#### What needs to be done:
Look at the entries below and reproduce them exactly.

#### Raw records:
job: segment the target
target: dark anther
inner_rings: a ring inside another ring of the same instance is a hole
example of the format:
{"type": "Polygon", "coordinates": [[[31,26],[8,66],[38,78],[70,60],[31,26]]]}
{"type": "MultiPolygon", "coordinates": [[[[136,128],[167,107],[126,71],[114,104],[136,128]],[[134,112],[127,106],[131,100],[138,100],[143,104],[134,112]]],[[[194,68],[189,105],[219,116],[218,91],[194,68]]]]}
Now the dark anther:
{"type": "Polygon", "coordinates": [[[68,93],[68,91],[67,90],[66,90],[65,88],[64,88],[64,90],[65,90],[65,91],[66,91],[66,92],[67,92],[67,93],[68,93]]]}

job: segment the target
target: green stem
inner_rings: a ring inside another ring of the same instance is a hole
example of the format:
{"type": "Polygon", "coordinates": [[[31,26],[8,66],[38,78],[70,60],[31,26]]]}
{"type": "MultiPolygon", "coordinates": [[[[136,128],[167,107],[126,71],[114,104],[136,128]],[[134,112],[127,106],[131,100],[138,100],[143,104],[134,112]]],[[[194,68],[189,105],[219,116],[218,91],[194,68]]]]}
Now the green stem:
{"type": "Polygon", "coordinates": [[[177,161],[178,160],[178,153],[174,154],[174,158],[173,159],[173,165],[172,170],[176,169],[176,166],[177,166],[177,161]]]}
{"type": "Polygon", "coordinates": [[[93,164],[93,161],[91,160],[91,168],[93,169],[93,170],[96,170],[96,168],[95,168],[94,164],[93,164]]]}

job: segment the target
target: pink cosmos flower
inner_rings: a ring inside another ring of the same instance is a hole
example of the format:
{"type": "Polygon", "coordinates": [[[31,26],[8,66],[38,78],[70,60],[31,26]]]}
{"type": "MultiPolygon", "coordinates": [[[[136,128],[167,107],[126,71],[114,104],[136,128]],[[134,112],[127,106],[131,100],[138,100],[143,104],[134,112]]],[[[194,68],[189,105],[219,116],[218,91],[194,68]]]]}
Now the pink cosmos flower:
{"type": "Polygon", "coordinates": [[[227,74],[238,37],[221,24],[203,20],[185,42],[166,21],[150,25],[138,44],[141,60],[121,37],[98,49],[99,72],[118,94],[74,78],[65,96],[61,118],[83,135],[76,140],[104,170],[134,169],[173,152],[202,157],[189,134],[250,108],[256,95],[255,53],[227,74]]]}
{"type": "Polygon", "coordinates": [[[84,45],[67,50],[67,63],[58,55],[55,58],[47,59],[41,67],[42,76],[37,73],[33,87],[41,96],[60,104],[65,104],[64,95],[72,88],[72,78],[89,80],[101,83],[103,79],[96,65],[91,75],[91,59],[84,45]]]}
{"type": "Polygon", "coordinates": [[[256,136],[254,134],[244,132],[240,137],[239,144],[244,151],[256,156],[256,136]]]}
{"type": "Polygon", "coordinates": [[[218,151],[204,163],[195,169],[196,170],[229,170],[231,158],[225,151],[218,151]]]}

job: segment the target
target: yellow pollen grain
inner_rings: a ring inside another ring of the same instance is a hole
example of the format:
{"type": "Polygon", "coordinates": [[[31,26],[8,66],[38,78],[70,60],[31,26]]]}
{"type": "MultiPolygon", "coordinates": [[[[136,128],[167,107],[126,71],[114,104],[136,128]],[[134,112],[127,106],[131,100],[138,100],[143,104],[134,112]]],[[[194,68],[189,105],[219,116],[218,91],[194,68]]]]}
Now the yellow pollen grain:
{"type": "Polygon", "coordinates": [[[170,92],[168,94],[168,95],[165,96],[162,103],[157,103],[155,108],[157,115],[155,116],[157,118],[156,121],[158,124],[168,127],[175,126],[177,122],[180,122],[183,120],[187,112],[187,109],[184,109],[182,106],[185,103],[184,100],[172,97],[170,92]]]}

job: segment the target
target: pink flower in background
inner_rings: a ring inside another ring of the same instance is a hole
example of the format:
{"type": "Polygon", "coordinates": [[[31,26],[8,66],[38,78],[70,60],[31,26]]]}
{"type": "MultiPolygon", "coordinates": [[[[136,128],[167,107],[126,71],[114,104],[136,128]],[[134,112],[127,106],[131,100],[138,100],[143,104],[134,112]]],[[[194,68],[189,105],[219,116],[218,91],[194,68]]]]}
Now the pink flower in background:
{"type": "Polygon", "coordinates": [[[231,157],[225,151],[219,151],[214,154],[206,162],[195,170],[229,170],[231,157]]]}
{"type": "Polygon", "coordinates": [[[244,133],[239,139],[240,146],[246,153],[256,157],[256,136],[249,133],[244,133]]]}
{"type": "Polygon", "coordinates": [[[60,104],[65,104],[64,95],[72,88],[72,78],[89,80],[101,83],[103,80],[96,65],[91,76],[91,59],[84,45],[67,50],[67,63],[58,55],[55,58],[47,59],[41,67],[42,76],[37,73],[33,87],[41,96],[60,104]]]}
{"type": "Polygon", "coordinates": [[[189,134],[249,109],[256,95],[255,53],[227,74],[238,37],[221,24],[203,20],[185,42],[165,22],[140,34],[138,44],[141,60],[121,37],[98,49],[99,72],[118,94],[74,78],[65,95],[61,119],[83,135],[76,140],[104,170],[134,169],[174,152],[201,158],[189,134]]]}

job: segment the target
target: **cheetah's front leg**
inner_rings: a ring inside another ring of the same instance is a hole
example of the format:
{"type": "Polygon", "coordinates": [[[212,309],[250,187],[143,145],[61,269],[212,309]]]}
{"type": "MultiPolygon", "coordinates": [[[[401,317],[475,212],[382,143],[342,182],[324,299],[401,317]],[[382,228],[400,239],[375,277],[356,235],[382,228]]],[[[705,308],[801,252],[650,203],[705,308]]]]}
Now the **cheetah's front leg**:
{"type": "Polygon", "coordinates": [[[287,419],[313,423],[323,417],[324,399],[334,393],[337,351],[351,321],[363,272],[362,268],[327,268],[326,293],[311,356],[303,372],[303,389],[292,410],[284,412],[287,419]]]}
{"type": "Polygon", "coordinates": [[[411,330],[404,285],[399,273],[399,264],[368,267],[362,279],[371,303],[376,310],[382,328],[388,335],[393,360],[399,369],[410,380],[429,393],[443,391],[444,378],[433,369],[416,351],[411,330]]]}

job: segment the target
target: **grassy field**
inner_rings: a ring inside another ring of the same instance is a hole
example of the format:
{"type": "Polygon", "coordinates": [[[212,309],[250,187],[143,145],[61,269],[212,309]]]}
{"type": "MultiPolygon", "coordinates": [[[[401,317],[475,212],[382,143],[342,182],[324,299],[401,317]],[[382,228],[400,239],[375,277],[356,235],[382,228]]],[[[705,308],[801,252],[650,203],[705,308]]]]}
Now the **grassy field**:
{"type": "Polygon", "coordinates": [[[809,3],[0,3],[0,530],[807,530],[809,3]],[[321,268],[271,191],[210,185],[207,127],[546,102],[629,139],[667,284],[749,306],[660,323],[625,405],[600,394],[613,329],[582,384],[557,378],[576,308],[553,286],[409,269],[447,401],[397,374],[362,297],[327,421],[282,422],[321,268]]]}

#### The solution:
job: segment the target
target: dark anther
inner_rings: a ring inside another ring of the same instance is a hole
example of the format:
{"type": "Polygon", "coordinates": [[[31,26],[8,66],[38,78],[70,60],[31,26]]]}
{"type": "MultiPolygon", "coordinates": [[[[136,128],[167,107],[126,71],[114,104],[136,128]],[[134,112],[127,106],[131,100],[138,100],[143,104],[134,112]]],[[[194,68],[189,105],[219,116],[218,91],[194,68]]]]}
Now the dark anther:
{"type": "Polygon", "coordinates": [[[68,93],[68,91],[67,90],[66,90],[65,88],[64,88],[64,90],[65,90],[65,91],[66,91],[66,92],[67,92],[67,93],[68,93]]]}

job: segment the target
target: green stem
inner_rings: a ring inside another ring of the same instance is a hole
example of the format:
{"type": "Polygon", "coordinates": [[[31,26],[8,66],[38,78],[70,60],[31,26]]]}
{"type": "MultiPolygon", "coordinates": [[[[136,128],[167,107],[126,71],[114,104],[136,128]],[[134,112],[127,106],[131,100],[138,100],[143,104],[134,112]]],[[[194,68],[189,105],[219,116],[218,91],[194,68]]]]}
Now the green stem:
{"type": "Polygon", "coordinates": [[[177,161],[178,160],[178,153],[174,154],[174,158],[173,159],[173,165],[172,170],[176,169],[176,166],[177,166],[177,161]]]}
{"type": "Polygon", "coordinates": [[[93,164],[93,161],[91,160],[91,168],[93,169],[93,170],[96,170],[96,168],[95,168],[94,164],[93,164]]]}

job: segment the target
target: pink cosmos flower
inner_rings: a ring inside another ring of the same instance is a hole
example of the format:
{"type": "Polygon", "coordinates": [[[31,26],[8,66],[38,78],[70,60],[31,26]]]}
{"type": "MultiPolygon", "coordinates": [[[[136,128],[167,107],[126,71],[114,104],[136,128]],[[134,112],[127,106],[131,100],[138,100],[143,104],[134,112]]],[[[194,68],[189,105],[219,116],[218,91],[194,68]]]]}
Now the pink cosmos flower:
{"type": "Polygon", "coordinates": [[[227,74],[238,37],[221,24],[203,20],[185,42],[166,21],[150,25],[138,44],[141,60],[121,37],[98,49],[99,72],[118,94],[74,78],[65,96],[61,118],[83,135],[76,140],[104,170],[134,169],[173,152],[202,157],[189,134],[250,108],[256,95],[255,53],[227,74]]]}
{"type": "Polygon", "coordinates": [[[84,45],[67,50],[67,63],[58,55],[55,58],[47,59],[41,67],[42,76],[37,73],[33,87],[41,96],[60,104],[65,104],[64,95],[72,88],[72,78],[89,80],[101,83],[103,79],[96,65],[91,75],[91,59],[84,45]]]}
{"type": "Polygon", "coordinates": [[[256,136],[254,134],[244,132],[240,137],[239,144],[244,151],[256,156],[256,136]]]}
{"type": "Polygon", "coordinates": [[[218,151],[204,163],[195,169],[196,170],[229,170],[231,158],[225,151],[218,151]]]}

job: segment the target
target: yellow pollen grain
inner_rings: a ring inside another ring of the same instance is a hole
example of the format:
{"type": "Polygon", "coordinates": [[[31,26],[8,66],[38,78],[70,60],[31,26]]]}
{"type": "MultiPolygon", "coordinates": [[[[136,128],[167,107],[126,71],[114,104],[136,128]],[[134,112],[127,106],[131,100],[138,100],[143,104],[134,112]]],[[[194,68],[189,105],[219,116],[218,91],[194,68]]]]}
Now the yellow pollen grain:
{"type": "Polygon", "coordinates": [[[170,92],[168,94],[168,95],[165,96],[162,103],[157,103],[155,108],[157,115],[155,116],[157,118],[156,121],[158,124],[168,127],[175,126],[177,122],[180,122],[183,120],[187,112],[187,109],[184,109],[182,106],[185,103],[184,100],[172,97],[170,92]]]}

job: segment the target
target: pink flower in background
inner_rings: a ring inside another ring of the same instance is a hole
example of the format:
{"type": "Polygon", "coordinates": [[[31,26],[8,66],[38,78],[70,60],[31,26]]]}
{"type": "MultiPolygon", "coordinates": [[[[136,128],[167,107],[126,71],[114,104],[136,128]],[[134,112],[127,106],[131,100],[138,100],[143,104],[134,112]]],[[[194,68],[189,105],[219,116],[218,91],[194,68]]]]}
Now the pink flower in background:
{"type": "Polygon", "coordinates": [[[231,157],[225,151],[219,151],[214,154],[206,162],[195,170],[229,170],[231,157]]]}
{"type": "Polygon", "coordinates": [[[244,133],[239,139],[240,146],[246,153],[256,157],[256,136],[249,133],[244,133]]]}
{"type": "Polygon", "coordinates": [[[60,104],[65,104],[64,95],[72,88],[72,78],[89,80],[101,83],[103,80],[96,65],[91,76],[91,59],[84,45],[67,50],[67,63],[58,55],[55,58],[47,59],[41,67],[42,76],[37,73],[33,87],[41,96],[60,104]]]}
{"type": "Polygon", "coordinates": [[[189,134],[249,109],[256,95],[255,53],[227,74],[238,37],[221,24],[203,20],[185,42],[165,22],[140,34],[138,44],[141,60],[121,37],[98,49],[99,72],[118,94],[74,78],[65,95],[61,119],[83,135],[76,140],[104,170],[134,169],[174,152],[201,158],[189,134]]]}

job: segment the target
target: **cheetah's front leg**
inner_rings: a ring inside another ring of the same instance is a hole
example of the format:
{"type": "Polygon", "coordinates": [[[212,309],[250,187],[143,145],[61,269],[212,309]]]}
{"type": "MultiPolygon", "coordinates": [[[[401,317],[475,212],[382,143],[342,182],[324,299],[401,317]],[[382,228],[400,239],[375,277],[356,235],[382,228]]],[[[705,308],[801,252],[650,203],[705,308]]]]}
Now the **cheetah's front leg**:
{"type": "Polygon", "coordinates": [[[287,419],[313,423],[323,417],[324,399],[334,393],[337,351],[351,321],[363,272],[362,268],[327,268],[326,293],[311,356],[303,372],[303,389],[292,410],[284,412],[287,419]]]}
{"type": "Polygon", "coordinates": [[[411,330],[404,285],[399,273],[399,264],[368,267],[362,279],[371,303],[376,310],[382,328],[388,335],[393,360],[399,369],[410,380],[429,393],[443,391],[444,378],[433,369],[416,351],[411,330]]]}

job: segment the target
target: **grassy field**
inner_rings: a ring inside another ring of the same instance is a hole
example of the format:
{"type": "Polygon", "coordinates": [[[212,309],[250,187],[143,145],[61,269],[212,309]]]}
{"type": "MultiPolygon", "coordinates": [[[[401,317],[475,212],[382,143],[342,182],[324,299],[401,317]],[[382,228],[400,239],[375,277],[356,235],[382,228]]],[[[705,308],[801,252],[650,203],[705,308]]]]}
Now the **grassy field**:
{"type": "Polygon", "coordinates": [[[809,3],[0,3],[0,530],[807,530],[809,3]],[[321,268],[271,191],[210,185],[207,127],[546,102],[629,139],[667,284],[749,306],[660,323],[625,405],[600,394],[613,329],[582,384],[557,378],[576,308],[553,286],[409,269],[447,401],[397,374],[362,297],[327,421],[282,422],[321,268]]]}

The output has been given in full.